━━━━━ Input rows

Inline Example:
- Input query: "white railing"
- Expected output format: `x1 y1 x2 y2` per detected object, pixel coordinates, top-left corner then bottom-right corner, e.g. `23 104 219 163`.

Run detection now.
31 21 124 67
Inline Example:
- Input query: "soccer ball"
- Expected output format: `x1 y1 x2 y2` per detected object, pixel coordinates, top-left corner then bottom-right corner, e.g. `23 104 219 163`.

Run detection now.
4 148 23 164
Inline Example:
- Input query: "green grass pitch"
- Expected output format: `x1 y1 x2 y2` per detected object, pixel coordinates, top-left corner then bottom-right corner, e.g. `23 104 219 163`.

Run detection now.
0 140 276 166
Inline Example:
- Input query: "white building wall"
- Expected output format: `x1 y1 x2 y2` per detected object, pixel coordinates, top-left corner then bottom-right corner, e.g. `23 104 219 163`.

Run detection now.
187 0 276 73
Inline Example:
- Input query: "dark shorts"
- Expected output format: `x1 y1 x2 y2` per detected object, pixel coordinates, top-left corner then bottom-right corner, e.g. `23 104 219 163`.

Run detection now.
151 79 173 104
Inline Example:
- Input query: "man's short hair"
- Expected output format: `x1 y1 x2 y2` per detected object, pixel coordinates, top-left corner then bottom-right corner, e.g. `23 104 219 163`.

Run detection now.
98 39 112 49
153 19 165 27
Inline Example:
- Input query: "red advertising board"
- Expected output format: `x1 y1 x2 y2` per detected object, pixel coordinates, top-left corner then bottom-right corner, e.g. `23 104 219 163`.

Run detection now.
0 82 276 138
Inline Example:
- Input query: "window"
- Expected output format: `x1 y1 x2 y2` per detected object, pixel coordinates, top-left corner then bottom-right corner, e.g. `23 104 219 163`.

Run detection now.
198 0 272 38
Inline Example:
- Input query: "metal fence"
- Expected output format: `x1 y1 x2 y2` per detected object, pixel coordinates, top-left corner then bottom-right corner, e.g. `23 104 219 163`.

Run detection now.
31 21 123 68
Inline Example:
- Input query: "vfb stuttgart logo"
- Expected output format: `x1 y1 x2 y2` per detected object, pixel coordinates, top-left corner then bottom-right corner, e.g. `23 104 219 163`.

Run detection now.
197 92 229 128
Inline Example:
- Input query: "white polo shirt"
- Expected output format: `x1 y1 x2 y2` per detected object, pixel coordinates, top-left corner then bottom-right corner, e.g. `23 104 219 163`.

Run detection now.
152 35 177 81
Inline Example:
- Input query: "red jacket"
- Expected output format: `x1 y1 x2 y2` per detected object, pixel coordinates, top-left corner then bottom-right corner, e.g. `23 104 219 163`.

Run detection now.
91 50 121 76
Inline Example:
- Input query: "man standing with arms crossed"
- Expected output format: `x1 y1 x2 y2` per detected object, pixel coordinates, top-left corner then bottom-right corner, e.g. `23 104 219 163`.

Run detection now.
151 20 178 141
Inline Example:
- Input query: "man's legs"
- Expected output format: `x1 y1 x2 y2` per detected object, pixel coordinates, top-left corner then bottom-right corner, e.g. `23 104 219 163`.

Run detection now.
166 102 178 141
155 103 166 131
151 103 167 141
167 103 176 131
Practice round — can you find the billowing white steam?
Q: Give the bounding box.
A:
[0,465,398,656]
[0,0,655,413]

━━━━━━━━━━

How many lines of the items above contain the string "white" with matching case? Reply with the number alone.

4